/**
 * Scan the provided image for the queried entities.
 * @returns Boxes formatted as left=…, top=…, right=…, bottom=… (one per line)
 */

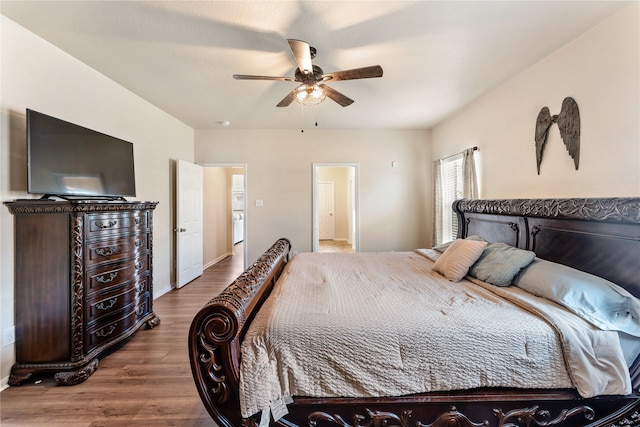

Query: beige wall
left=194, top=129, right=431, bottom=264
left=0, top=16, right=194, bottom=386
left=203, top=167, right=230, bottom=266
left=430, top=3, right=640, bottom=199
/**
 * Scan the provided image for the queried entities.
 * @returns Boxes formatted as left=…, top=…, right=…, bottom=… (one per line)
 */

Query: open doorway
left=201, top=164, right=247, bottom=269
left=313, top=163, right=359, bottom=253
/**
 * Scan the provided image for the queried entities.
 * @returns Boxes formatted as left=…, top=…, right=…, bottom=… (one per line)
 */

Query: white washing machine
left=233, top=211, right=244, bottom=244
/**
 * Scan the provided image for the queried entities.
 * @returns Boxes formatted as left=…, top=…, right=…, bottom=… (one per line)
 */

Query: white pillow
left=432, top=238, right=488, bottom=282
left=514, top=259, right=640, bottom=337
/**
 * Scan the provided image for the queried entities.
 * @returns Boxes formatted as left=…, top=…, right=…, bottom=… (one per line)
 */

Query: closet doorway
left=313, top=163, right=359, bottom=253
left=201, top=164, right=247, bottom=270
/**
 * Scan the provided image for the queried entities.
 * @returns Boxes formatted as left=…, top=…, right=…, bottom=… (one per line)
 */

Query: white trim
left=203, top=252, right=233, bottom=270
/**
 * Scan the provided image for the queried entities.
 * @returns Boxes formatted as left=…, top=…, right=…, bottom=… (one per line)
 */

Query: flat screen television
left=27, top=109, right=136, bottom=200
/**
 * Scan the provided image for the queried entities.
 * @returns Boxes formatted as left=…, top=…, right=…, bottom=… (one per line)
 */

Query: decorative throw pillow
left=514, top=259, right=640, bottom=337
left=432, top=238, right=488, bottom=282
left=469, top=243, right=535, bottom=286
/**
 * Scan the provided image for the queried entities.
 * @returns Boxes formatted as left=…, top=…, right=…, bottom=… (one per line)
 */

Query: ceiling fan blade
left=323, top=65, right=383, bottom=82
left=233, top=74, right=296, bottom=81
left=276, top=85, right=302, bottom=107
left=319, top=84, right=354, bottom=107
left=287, top=39, right=313, bottom=74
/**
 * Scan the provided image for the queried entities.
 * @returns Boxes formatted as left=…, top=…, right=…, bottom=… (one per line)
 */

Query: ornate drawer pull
left=95, top=220, right=117, bottom=229
left=135, top=218, right=141, bottom=225
left=96, top=272, right=118, bottom=284
left=134, top=282, right=144, bottom=293
left=135, top=261, right=144, bottom=270
left=95, top=246, right=118, bottom=257
left=95, top=325, right=117, bottom=338
left=96, top=298, right=117, bottom=311
left=136, top=306, right=145, bottom=316
left=134, top=239, right=142, bottom=247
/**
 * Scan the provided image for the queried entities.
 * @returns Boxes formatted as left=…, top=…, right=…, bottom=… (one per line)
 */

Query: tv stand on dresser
left=4, top=200, right=160, bottom=386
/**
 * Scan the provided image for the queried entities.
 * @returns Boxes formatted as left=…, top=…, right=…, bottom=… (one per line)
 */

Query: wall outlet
left=4, top=327, right=15, bottom=346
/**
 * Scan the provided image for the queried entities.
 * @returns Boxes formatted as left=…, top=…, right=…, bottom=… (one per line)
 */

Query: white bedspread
left=239, top=251, right=631, bottom=418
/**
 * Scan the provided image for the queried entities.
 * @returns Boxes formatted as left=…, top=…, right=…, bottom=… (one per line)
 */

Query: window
left=433, top=148, right=478, bottom=246
left=440, top=155, right=463, bottom=242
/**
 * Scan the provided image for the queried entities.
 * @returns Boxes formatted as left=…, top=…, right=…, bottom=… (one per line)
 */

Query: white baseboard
left=155, top=253, right=232, bottom=299
left=153, top=283, right=172, bottom=299
left=1, top=376, right=9, bottom=391
left=203, top=252, right=232, bottom=270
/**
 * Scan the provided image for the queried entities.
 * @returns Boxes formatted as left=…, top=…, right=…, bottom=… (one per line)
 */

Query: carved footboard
left=188, top=238, right=291, bottom=427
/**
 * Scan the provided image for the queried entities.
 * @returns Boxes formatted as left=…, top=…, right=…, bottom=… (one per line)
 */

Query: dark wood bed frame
left=189, top=197, right=640, bottom=427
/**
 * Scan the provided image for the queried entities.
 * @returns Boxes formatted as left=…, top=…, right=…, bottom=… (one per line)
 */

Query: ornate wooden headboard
left=454, top=197, right=640, bottom=298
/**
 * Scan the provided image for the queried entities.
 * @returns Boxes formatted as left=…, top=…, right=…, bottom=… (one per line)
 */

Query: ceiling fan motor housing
left=295, top=65, right=324, bottom=83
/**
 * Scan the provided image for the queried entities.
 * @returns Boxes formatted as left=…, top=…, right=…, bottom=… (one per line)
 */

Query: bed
left=189, top=197, right=640, bottom=427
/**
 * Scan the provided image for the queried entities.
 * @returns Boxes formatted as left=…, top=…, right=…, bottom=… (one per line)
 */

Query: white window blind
left=441, top=154, right=463, bottom=243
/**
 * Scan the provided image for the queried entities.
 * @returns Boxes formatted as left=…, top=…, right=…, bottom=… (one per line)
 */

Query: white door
left=176, top=160, right=203, bottom=288
left=318, top=181, right=335, bottom=240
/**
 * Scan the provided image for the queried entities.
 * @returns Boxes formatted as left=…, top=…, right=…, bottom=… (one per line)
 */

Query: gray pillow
left=469, top=243, right=535, bottom=286
left=514, top=259, right=640, bottom=337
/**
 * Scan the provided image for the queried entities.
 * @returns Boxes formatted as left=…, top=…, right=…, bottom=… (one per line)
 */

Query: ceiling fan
left=233, top=39, right=383, bottom=107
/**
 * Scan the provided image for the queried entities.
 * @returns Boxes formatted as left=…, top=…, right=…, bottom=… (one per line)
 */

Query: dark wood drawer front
left=85, top=212, right=147, bottom=239
left=85, top=233, right=150, bottom=267
left=85, top=298, right=149, bottom=353
left=85, top=277, right=148, bottom=323
left=86, top=255, right=150, bottom=294
left=6, top=201, right=158, bottom=386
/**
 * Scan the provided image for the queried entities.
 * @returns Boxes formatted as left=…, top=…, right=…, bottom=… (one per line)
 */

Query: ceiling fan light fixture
left=295, top=84, right=325, bottom=106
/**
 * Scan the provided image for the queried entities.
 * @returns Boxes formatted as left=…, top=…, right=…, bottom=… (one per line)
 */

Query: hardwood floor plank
left=1, top=251, right=244, bottom=426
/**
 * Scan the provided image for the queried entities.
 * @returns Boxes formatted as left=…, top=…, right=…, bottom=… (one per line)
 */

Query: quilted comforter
left=239, top=251, right=630, bottom=418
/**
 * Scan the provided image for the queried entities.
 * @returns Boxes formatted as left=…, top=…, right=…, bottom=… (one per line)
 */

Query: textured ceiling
left=0, top=1, right=631, bottom=129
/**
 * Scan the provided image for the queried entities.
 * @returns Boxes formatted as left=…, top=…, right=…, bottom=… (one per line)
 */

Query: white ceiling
left=0, top=1, right=631, bottom=130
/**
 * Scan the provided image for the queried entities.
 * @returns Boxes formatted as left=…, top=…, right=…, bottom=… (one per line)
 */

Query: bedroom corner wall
left=0, top=16, right=194, bottom=388
left=430, top=2, right=640, bottom=199
left=194, top=129, right=431, bottom=264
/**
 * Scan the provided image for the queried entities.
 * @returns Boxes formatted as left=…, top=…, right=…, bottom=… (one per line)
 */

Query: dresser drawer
left=85, top=233, right=150, bottom=267
left=85, top=277, right=149, bottom=324
left=86, top=254, right=150, bottom=294
left=85, top=211, right=148, bottom=240
left=85, top=298, right=150, bottom=353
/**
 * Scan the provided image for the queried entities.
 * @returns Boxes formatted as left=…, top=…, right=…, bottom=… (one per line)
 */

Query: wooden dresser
left=4, top=200, right=160, bottom=386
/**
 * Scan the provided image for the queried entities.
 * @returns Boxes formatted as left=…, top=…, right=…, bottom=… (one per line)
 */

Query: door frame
left=312, top=163, right=359, bottom=253
left=200, top=162, right=248, bottom=269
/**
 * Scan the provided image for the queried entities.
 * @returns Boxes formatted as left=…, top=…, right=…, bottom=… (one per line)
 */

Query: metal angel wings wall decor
left=534, top=96, right=580, bottom=175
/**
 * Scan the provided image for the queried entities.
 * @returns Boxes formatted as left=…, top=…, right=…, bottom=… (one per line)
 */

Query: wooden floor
left=0, top=252, right=245, bottom=427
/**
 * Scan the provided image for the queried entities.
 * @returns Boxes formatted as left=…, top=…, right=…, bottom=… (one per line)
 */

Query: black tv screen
left=27, top=109, right=136, bottom=199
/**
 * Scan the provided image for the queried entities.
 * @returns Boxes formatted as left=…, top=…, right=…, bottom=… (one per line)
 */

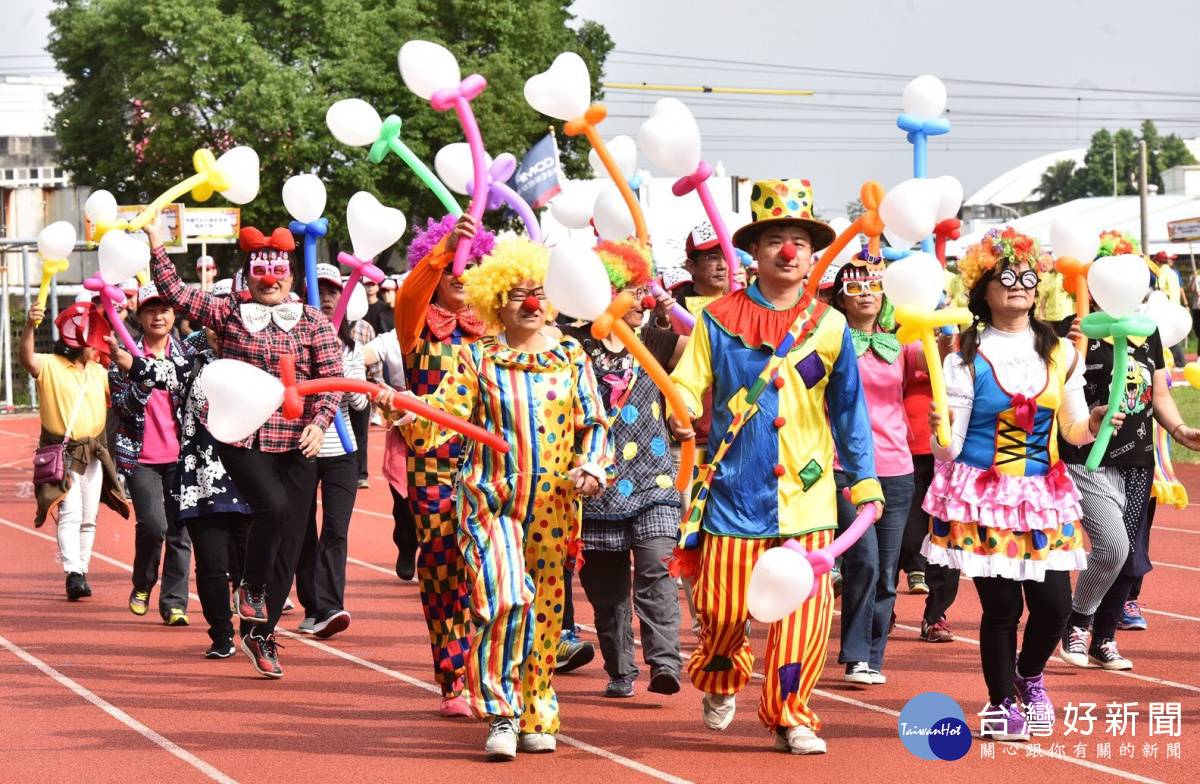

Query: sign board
left=184, top=207, right=241, bottom=243
left=1167, top=217, right=1200, bottom=243
left=83, top=203, right=187, bottom=254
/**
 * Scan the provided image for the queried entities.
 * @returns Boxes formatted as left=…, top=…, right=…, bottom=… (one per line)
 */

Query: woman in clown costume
left=925, top=228, right=1118, bottom=742
left=392, top=238, right=610, bottom=762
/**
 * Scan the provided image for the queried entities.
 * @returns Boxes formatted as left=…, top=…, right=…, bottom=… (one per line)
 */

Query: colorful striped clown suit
left=395, top=236, right=486, bottom=697
left=670, top=282, right=882, bottom=732
left=401, top=335, right=611, bottom=735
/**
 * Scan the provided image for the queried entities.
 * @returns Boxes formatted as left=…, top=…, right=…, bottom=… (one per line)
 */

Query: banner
left=508, top=133, right=561, bottom=210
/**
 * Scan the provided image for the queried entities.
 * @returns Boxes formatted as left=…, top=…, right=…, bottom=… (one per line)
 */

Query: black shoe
left=396, top=551, right=416, bottom=582
left=65, top=572, right=89, bottom=601
left=648, top=667, right=681, bottom=695
left=205, top=640, right=236, bottom=659
left=605, top=677, right=635, bottom=698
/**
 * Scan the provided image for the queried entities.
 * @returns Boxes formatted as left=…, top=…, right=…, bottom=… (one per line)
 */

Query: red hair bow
left=239, top=227, right=296, bottom=254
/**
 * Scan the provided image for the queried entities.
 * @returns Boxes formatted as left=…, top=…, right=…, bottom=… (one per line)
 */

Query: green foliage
left=47, top=0, right=612, bottom=272
left=1038, top=159, right=1079, bottom=208
left=845, top=198, right=864, bottom=222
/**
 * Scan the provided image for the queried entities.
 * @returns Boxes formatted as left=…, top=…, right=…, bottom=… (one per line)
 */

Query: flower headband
left=958, top=227, right=1049, bottom=291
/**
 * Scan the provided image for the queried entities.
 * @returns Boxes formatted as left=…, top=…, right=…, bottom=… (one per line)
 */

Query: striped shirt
left=318, top=342, right=370, bottom=458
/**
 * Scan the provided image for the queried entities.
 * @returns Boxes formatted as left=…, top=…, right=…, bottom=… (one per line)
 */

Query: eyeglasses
left=692, top=250, right=726, bottom=265
left=249, top=262, right=292, bottom=280
left=841, top=279, right=884, bottom=297
left=626, top=286, right=651, bottom=299
left=996, top=268, right=1040, bottom=290
left=509, top=288, right=547, bottom=302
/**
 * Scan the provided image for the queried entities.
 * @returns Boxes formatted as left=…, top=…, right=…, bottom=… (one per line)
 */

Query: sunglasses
left=996, top=268, right=1040, bottom=290
left=249, top=262, right=292, bottom=280
left=842, top=279, right=884, bottom=297
left=442, top=262, right=481, bottom=276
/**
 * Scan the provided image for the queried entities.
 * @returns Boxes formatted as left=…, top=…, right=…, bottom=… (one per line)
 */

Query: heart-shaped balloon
left=902, top=75, right=947, bottom=119
left=326, top=99, right=383, bottom=147
left=345, top=282, right=370, bottom=322
left=1050, top=215, right=1100, bottom=262
left=524, top=51, right=592, bottom=121
left=98, top=231, right=151, bottom=286
left=592, top=185, right=635, bottom=240
left=1088, top=254, right=1150, bottom=319
left=589, top=135, right=637, bottom=180
left=434, top=143, right=495, bottom=196
left=200, top=359, right=286, bottom=443
left=1144, top=290, right=1191, bottom=347
left=878, top=178, right=940, bottom=244
left=84, top=190, right=118, bottom=225
left=882, top=227, right=914, bottom=253
left=544, top=242, right=612, bottom=321
left=933, top=176, right=963, bottom=222
left=38, top=221, right=77, bottom=260
left=346, top=191, right=407, bottom=260
left=746, top=546, right=815, bottom=623
left=638, top=98, right=702, bottom=177
left=213, top=146, right=260, bottom=205
left=282, top=174, right=327, bottom=224
left=398, top=40, right=462, bottom=101
left=549, top=187, right=598, bottom=230
left=882, top=251, right=944, bottom=311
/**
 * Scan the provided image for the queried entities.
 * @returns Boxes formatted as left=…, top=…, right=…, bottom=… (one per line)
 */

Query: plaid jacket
left=151, top=247, right=343, bottom=452
left=109, top=333, right=192, bottom=475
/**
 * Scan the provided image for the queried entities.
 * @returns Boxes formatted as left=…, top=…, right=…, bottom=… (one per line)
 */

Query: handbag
left=33, top=373, right=90, bottom=486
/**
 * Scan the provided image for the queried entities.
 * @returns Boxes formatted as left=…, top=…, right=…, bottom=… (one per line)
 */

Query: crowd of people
left=18, top=178, right=1200, bottom=761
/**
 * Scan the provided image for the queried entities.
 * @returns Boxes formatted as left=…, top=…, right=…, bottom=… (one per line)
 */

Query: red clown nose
left=521, top=295, right=542, bottom=313
left=780, top=243, right=797, bottom=261
left=641, top=295, right=658, bottom=310
left=261, top=273, right=278, bottom=286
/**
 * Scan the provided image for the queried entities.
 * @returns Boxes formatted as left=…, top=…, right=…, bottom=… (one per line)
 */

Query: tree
left=1037, top=159, right=1079, bottom=208
left=47, top=0, right=612, bottom=272
left=1057, top=121, right=1198, bottom=200
left=845, top=198, right=864, bottom=222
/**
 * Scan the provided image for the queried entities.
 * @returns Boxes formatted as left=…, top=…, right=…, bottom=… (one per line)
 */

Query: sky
left=6, top=0, right=1200, bottom=218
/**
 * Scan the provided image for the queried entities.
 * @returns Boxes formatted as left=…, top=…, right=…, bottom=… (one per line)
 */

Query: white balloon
left=589, top=135, right=637, bottom=180
left=822, top=217, right=861, bottom=267
left=544, top=243, right=612, bottom=321
left=1050, top=215, right=1100, bottom=262
left=878, top=179, right=940, bottom=244
left=883, top=252, right=944, bottom=311
left=638, top=98, right=702, bottom=177
left=325, top=99, right=383, bottom=147
left=746, top=547, right=814, bottom=623
left=346, top=191, right=407, bottom=260
left=1088, top=255, right=1150, bottom=319
left=199, top=359, right=286, bottom=443
left=434, top=143, right=494, bottom=196
left=84, top=190, right=118, bottom=225
left=37, top=221, right=77, bottom=260
left=282, top=174, right=327, bottom=224
left=882, top=227, right=914, bottom=253
left=524, top=51, right=592, bottom=121
left=902, top=75, right=947, bottom=119
left=98, top=231, right=151, bottom=285
left=549, top=188, right=597, bottom=230
left=398, top=40, right=462, bottom=101
left=592, top=186, right=635, bottom=240
left=213, top=146, right=260, bottom=205
left=345, top=282, right=370, bottom=322
left=933, top=176, right=963, bottom=222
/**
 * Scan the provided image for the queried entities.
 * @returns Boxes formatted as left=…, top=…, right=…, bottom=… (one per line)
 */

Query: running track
left=0, top=413, right=1196, bottom=783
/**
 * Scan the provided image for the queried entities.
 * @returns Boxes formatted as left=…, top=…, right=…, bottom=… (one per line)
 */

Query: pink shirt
left=139, top=343, right=180, bottom=465
left=834, top=340, right=918, bottom=478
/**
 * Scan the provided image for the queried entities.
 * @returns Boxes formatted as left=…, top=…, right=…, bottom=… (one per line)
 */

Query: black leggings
left=187, top=511, right=252, bottom=644
left=973, top=572, right=1072, bottom=706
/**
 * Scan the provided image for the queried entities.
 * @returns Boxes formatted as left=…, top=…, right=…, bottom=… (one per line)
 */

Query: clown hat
left=732, top=179, right=835, bottom=252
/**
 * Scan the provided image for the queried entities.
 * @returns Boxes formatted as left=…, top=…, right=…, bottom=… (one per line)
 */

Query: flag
left=507, top=133, right=561, bottom=210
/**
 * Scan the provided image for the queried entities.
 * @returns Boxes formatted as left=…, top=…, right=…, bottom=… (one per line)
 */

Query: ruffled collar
left=482, top=333, right=575, bottom=371
left=705, top=285, right=825, bottom=351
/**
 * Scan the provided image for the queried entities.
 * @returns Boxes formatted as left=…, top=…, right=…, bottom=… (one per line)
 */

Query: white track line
left=1155, top=526, right=1199, bottom=535
left=1150, top=561, right=1200, bottom=572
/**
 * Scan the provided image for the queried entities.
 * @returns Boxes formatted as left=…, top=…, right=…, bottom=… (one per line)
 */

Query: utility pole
left=1112, top=138, right=1118, bottom=197
left=1139, top=140, right=1150, bottom=251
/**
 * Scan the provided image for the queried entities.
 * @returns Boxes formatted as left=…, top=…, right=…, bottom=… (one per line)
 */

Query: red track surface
left=1, top=412, right=1197, bottom=783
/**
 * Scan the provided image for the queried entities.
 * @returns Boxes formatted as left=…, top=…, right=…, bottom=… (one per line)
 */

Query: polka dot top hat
left=732, top=178, right=836, bottom=252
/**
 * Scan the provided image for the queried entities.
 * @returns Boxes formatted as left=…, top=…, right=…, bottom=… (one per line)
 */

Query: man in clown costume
left=668, top=179, right=883, bottom=755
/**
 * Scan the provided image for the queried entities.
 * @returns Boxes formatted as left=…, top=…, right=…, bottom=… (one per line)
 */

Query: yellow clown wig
left=461, top=237, right=550, bottom=330
left=594, top=239, right=655, bottom=291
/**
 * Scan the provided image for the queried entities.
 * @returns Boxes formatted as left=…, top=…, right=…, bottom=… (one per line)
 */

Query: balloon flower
left=805, top=181, right=886, bottom=297
left=81, top=229, right=154, bottom=356
left=34, top=221, right=76, bottom=326
left=399, top=40, right=489, bottom=278
left=434, top=145, right=542, bottom=242
left=325, top=99, right=462, bottom=219
left=544, top=244, right=694, bottom=491
left=83, top=272, right=139, bottom=357
left=883, top=253, right=972, bottom=447
left=283, top=174, right=329, bottom=309
left=1080, top=255, right=1156, bottom=472
left=897, top=76, right=951, bottom=181
left=331, top=191, right=405, bottom=330
left=1050, top=215, right=1101, bottom=354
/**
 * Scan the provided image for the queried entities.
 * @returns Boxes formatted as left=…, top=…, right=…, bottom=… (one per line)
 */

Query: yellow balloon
left=1184, top=362, right=1200, bottom=390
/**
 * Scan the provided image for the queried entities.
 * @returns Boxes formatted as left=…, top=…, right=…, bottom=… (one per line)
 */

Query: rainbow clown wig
left=958, top=226, right=1052, bottom=292
left=594, top=239, right=655, bottom=291
left=461, top=238, right=550, bottom=330
left=1095, top=229, right=1140, bottom=258
left=406, top=214, right=496, bottom=271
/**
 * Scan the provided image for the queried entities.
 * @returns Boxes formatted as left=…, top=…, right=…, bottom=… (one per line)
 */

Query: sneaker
left=907, top=571, right=929, bottom=594
left=395, top=550, right=416, bottom=582
left=163, top=608, right=190, bottom=626
left=484, top=717, right=518, bottom=761
left=1119, top=601, right=1147, bottom=631
left=844, top=662, right=873, bottom=685
left=1088, top=637, right=1133, bottom=670
left=920, top=617, right=954, bottom=643
left=517, top=733, right=556, bottom=753
left=648, top=667, right=681, bottom=695
left=440, top=694, right=472, bottom=717
left=774, top=725, right=827, bottom=755
left=298, top=617, right=316, bottom=635
left=555, top=627, right=595, bottom=674
left=312, top=610, right=351, bottom=639
left=205, top=640, right=236, bottom=659
left=241, top=631, right=283, bottom=679
left=235, top=582, right=268, bottom=624
left=701, top=692, right=736, bottom=731
left=1014, top=670, right=1055, bottom=726
left=282, top=597, right=295, bottom=613
left=1058, top=625, right=1090, bottom=667
left=979, top=698, right=1030, bottom=742
left=128, top=588, right=150, bottom=616
left=605, top=677, right=635, bottom=698
left=66, top=572, right=89, bottom=601
left=868, top=670, right=886, bottom=685
left=357, top=478, right=371, bottom=489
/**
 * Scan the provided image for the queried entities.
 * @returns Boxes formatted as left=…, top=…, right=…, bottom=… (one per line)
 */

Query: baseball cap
left=137, top=282, right=167, bottom=309
left=685, top=220, right=722, bottom=256
left=315, top=263, right=343, bottom=288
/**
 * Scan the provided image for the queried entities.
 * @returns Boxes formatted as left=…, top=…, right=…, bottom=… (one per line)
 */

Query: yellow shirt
left=1038, top=270, right=1076, bottom=322
left=35, top=354, right=109, bottom=439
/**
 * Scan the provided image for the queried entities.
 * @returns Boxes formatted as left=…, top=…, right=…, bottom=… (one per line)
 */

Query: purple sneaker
left=1014, top=670, right=1054, bottom=727
left=979, top=698, right=1030, bottom=742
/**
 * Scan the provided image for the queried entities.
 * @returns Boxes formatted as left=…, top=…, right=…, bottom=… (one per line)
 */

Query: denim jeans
left=127, top=462, right=192, bottom=617
left=835, top=471, right=914, bottom=671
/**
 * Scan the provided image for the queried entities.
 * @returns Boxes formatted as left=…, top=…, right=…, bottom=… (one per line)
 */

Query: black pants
left=127, top=462, right=192, bottom=617
left=187, top=512, right=252, bottom=644
left=390, top=485, right=418, bottom=560
left=296, top=453, right=358, bottom=621
left=923, top=563, right=961, bottom=625
left=1128, top=498, right=1156, bottom=602
left=562, top=568, right=575, bottom=632
left=899, top=455, right=934, bottom=574
left=350, top=406, right=370, bottom=482
left=973, top=572, right=1072, bottom=705
left=217, top=444, right=317, bottom=635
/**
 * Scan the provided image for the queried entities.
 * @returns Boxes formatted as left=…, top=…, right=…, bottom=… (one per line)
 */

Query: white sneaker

_ASSIGNMENT_. The expected output is the exact run of lines from the line with "Query: denim jeans" through the last line of the material above.

_TASK ANSWER_.
Query: denim jeans
left=127, top=462, right=192, bottom=617
left=835, top=471, right=914, bottom=671
/**
 * Scan the provided image for the queried entities.
 * @returns Boxes formatted as left=…, top=…, right=…, bottom=… (one per line)
 */

Query: black pants
left=127, top=462, right=192, bottom=617
left=187, top=512, right=252, bottom=644
left=390, top=485, right=418, bottom=560
left=296, top=453, right=358, bottom=621
left=923, top=563, right=961, bottom=625
left=1128, top=498, right=1156, bottom=602
left=562, top=568, right=575, bottom=632
left=899, top=455, right=934, bottom=574
left=350, top=406, right=370, bottom=482
left=973, top=572, right=1072, bottom=705
left=217, top=444, right=317, bottom=635
/**
 * Scan the provided image for the queried entities.
 * @returns Boxes formatted as left=…, top=…, right=…, bottom=… (one per line)
 */

Query: white sneaker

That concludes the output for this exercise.